** Start DATA **
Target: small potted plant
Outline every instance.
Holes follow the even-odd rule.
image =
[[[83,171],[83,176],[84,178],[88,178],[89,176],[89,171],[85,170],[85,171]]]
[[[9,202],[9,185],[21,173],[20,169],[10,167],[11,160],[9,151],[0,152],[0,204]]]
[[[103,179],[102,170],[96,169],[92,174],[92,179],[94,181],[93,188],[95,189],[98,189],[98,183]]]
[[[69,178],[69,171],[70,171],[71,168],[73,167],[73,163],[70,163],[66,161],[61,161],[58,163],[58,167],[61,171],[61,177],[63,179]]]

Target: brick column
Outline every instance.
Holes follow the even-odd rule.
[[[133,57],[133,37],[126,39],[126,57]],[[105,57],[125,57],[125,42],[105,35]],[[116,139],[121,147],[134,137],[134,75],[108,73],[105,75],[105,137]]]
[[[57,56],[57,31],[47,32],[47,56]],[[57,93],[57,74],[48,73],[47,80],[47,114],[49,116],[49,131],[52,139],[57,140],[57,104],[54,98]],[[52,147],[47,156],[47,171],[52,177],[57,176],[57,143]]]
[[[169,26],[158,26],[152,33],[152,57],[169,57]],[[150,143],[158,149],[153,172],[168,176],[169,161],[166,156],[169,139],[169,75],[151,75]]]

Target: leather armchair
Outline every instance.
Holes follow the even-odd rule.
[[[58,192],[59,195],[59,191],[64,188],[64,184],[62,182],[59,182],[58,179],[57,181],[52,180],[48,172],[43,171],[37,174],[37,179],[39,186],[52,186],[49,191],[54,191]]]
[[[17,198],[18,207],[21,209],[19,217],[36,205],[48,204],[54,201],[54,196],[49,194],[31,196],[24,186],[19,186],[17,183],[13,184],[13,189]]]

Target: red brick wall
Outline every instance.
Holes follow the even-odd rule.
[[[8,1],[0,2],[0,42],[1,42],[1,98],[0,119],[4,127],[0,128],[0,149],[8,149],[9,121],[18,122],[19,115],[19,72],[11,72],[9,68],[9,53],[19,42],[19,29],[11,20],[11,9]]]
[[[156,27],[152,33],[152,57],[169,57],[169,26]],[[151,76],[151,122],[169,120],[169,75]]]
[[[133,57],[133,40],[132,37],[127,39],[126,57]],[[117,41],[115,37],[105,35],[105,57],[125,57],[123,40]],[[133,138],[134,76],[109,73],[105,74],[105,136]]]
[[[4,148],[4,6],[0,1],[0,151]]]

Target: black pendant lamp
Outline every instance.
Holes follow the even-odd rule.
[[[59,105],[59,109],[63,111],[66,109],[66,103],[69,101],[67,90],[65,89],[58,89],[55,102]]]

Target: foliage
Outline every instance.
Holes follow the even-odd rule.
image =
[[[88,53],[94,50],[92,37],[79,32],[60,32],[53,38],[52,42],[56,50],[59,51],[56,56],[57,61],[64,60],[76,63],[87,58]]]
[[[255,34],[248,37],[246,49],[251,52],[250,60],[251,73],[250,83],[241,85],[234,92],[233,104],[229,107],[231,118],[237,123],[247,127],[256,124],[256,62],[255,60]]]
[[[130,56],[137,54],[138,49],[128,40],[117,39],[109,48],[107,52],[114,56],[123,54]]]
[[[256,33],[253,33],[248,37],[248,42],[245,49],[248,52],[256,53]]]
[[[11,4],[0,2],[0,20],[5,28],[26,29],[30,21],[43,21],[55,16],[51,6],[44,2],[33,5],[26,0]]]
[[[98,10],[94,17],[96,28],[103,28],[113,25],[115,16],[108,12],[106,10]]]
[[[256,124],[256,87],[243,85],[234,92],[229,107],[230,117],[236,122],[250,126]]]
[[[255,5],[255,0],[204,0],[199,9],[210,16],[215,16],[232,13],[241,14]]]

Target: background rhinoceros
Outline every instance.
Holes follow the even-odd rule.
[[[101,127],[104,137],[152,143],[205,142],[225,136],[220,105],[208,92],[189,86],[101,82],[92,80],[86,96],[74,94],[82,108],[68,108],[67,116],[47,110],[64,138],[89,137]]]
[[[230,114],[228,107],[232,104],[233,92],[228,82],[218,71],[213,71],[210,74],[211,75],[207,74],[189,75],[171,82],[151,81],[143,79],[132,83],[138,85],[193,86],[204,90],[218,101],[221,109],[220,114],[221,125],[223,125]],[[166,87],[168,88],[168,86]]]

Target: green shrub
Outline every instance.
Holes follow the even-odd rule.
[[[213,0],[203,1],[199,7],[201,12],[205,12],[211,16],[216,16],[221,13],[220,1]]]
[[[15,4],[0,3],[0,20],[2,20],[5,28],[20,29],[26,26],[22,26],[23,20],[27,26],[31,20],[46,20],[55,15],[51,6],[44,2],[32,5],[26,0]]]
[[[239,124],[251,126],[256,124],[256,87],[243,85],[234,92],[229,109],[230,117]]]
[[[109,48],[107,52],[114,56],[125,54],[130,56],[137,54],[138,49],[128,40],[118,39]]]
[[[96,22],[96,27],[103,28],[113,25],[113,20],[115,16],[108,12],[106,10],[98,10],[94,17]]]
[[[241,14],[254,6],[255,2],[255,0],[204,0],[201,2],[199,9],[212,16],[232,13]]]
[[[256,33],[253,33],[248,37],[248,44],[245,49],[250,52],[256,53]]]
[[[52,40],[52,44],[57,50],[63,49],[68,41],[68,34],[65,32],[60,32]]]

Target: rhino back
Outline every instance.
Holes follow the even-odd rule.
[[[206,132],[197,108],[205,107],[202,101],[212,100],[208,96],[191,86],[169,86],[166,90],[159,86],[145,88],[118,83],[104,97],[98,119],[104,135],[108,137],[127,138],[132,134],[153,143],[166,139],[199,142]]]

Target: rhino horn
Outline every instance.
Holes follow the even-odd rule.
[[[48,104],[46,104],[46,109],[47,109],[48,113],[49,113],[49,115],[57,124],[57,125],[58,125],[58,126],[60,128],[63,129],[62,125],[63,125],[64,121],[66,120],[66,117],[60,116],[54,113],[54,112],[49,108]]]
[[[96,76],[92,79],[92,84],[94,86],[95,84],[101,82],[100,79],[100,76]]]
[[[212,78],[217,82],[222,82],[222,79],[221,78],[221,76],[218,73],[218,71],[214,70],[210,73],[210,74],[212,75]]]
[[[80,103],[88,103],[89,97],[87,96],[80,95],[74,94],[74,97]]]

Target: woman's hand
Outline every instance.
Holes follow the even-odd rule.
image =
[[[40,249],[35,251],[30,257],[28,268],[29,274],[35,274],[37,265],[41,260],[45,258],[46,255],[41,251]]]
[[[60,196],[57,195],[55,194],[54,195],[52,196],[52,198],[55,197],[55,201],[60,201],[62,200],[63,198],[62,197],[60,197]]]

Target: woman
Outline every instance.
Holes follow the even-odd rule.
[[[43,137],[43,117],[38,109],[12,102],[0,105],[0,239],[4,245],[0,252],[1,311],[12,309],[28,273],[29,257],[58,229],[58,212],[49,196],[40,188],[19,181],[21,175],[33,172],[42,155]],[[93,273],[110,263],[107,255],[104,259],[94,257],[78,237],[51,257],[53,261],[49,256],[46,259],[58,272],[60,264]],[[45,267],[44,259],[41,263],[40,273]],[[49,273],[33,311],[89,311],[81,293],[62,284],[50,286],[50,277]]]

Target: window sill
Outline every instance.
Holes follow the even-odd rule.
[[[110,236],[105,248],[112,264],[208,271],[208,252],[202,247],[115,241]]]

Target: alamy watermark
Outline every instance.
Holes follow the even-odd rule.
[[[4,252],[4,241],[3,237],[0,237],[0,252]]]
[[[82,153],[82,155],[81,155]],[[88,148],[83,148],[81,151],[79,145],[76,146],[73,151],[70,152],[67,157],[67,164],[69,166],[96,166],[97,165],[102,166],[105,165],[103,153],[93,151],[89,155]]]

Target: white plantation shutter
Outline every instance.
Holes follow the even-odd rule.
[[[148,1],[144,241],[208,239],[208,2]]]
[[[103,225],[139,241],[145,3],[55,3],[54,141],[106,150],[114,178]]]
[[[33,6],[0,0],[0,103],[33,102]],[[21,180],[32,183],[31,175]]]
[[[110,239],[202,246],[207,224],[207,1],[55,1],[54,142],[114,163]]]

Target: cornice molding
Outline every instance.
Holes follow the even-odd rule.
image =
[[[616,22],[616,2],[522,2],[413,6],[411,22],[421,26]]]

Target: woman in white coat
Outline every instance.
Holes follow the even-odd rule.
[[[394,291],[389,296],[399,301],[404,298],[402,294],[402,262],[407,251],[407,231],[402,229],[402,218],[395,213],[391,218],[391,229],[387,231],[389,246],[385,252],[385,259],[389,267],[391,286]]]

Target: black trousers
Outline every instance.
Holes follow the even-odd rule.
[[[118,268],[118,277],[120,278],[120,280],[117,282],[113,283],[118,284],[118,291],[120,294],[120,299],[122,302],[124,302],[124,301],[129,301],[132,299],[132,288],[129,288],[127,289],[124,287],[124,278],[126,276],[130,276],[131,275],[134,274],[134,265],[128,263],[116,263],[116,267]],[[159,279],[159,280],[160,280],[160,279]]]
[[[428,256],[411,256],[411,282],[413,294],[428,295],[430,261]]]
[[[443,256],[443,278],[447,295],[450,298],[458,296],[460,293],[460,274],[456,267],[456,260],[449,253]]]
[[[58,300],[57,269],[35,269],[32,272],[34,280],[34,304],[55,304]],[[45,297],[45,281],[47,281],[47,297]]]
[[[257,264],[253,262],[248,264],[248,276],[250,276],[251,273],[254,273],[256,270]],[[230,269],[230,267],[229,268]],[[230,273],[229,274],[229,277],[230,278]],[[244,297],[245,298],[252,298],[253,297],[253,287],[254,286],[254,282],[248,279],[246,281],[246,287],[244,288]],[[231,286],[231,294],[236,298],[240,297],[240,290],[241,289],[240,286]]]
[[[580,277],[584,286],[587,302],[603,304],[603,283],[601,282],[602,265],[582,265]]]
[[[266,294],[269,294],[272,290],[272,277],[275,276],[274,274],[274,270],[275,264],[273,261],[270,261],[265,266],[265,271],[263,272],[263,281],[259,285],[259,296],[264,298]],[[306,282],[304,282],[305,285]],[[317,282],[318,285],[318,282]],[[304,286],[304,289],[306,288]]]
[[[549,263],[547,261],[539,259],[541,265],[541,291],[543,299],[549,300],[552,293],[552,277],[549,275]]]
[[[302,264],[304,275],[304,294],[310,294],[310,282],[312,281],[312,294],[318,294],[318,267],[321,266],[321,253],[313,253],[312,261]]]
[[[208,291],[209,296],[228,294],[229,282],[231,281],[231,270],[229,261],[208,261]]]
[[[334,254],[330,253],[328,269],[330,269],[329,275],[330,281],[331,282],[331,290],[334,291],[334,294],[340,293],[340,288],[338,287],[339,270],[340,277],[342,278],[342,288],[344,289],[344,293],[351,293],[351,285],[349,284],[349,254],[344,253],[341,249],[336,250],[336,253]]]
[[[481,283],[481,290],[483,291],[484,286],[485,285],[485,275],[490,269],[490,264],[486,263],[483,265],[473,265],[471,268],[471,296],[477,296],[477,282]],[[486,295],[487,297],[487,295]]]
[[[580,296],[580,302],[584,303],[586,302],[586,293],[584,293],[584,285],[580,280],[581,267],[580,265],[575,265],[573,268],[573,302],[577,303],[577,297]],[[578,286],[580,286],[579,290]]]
** End DATA **
_PROBLEM_: Format the part of the data that opens with the line containing "Target: alamy watermark" and closes with the line containing "[[[616,22],[616,2],[522,2],[413,6],[411,22],[421,26]]]", both included, as a Markdown table. Use the columns Row and Content, number each line, and leave out blank lines.

_RIGHT ANSWER_:
| Row | Content |
|---|---|
| 1 | Target: alamy watermark |
| 2 | Outline every instance. |
| 3 | Holes follow the even-odd rule. |
| 4 | [[[4,252],[4,241],[3,237],[0,237],[0,252]]] |
| 5 | [[[82,153],[82,155],[81,155]],[[88,148],[83,148],[81,151],[79,145],[76,146],[73,151],[70,152],[67,157],[67,164],[69,166],[96,166],[97,165],[102,166],[105,165],[103,153],[93,151],[89,155]]] |
| 6 | Target: white plantation shutter |
| 7 | Outline every instance. |
| 8 | Holes follow the even-odd rule. |
| 9 | [[[148,1],[144,241],[208,239],[208,2]]] |
| 10 | [[[103,225],[139,241],[145,3],[55,3],[54,141],[106,150],[114,178]]] |
| 11 | [[[33,6],[0,0],[0,103],[33,102]],[[21,180],[32,183],[31,175]]] |
| 12 | [[[110,239],[202,246],[207,224],[207,1],[55,1],[54,142],[114,163]]] |
| 13 | Target: cornice molding |
| 14 | Outline every instance. |
| 15 | Holes follow the even-odd rule. |
| 16 | image = |
| 17 | [[[616,22],[616,2],[522,2],[413,6],[411,22],[421,26]]] |